(TEXT BLOCK):

START

Below, I'm posting a concrete, fully worked CPU/GPU example on this topic exploiting the Jacobi solution scheme. Please, note that two time-step kernels are provided, one not using shared memory and one using shared memory.
#include <stdio.h>
#include <stdlib.h>
#include <thrust\device_vector.h>
#include "Utilities.cuh"
#define BLOCKSIZE 512
/****************************/
/* CPU CALCULATION FUNCTION */
/****************************/
void HeatEquation1DCPU(float * __restrict__ h_T, int *Niter, const float T0, const float Q_N_1, const float dx, const float k, const float rho,
const float cp, const float alpha, const float dt, const float maxErr, const int maxIterNumber, const int N)
{
float *h_DeltaT = (float *)malloc(N * sizeof(float));
// --- Enforcing boundary condition at the left end.
*h_T = T0;
h_DeltaT[0] = 0.f;
float current_max;
do {
// --- Internal region between the two boundaries.
for (int i = 1; i < N - 1; i++) h_DeltaT[i] = dt * alpha * ((h_T[i - 1] + h_T[i + 1] - 2.f * h_T[i]) / (dx * dx));
// --- Enforcing boundary condition at the right end.
h_DeltaT[N - 1] = dt * 2.f * ((k * ((h_T[N - 2] - h_T[N - 1]) / dx) + Q_N_1) / (dx * rho * cp));
// --- Update the temperature and find the maximum DeltaT over all nodes
current_max = h_DeltaT[0]; // --- Remember: h_DeltaT[0] = 0
for (int i = 1; i < N; i++)

END

[Object pointing data lines]
START

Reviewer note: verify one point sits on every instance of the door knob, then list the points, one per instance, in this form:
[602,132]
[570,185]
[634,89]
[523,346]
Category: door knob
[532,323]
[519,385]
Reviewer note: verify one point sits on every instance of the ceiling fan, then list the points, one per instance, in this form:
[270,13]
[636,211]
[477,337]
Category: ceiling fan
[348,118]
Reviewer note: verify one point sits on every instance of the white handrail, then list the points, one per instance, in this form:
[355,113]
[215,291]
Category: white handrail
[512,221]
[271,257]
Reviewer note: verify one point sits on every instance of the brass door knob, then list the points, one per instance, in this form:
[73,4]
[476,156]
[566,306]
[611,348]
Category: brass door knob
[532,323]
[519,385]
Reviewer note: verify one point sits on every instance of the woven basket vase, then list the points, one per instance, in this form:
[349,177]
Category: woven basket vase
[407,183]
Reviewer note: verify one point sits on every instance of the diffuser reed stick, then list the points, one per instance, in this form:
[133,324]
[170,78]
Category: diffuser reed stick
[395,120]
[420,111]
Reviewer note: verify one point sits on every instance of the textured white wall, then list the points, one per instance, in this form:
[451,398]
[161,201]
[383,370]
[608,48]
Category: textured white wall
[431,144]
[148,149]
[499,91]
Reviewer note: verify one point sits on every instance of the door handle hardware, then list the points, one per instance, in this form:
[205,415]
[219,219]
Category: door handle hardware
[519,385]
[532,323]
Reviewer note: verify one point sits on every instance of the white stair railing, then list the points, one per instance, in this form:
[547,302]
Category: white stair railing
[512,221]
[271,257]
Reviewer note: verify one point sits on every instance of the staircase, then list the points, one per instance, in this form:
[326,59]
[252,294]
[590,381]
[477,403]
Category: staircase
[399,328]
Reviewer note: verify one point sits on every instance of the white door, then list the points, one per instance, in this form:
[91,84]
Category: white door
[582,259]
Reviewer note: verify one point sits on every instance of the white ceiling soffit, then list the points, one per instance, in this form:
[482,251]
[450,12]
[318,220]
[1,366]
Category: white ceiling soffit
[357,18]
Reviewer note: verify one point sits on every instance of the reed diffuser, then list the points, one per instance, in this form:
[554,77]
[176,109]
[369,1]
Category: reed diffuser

END

(WHAT TO DO):
1: From the heat-equation post above, repeat word for word the part that opens with the words containing "for (int i = 1; i < N - 1;" and closes with "the right end.".
2: Render this sentence from the heat-equation post in Spanish: "Please, note that two time-step kernels are provided, one not using shared memory and one using shared memory."
3: In the heat-equation post, what number is BLOCKSIZE defined as?

(TASK-BY-TASK RESULTS):
1:
for (int i = 1; i < N - 1; i++) h_DeltaT[i] = dt * alpha * ((h_T[i - 1] + h_T[i + 1] - 2.f * h_T[i]) / (dx * dx));
// --- Enforcing boundary condition at the right end.

2: Por favor, tenga en cuenta que se proporcionan dos kernels de paso de tiempo, uno que no usa memoria compartida y otro que usa memoria compartida.

3: 512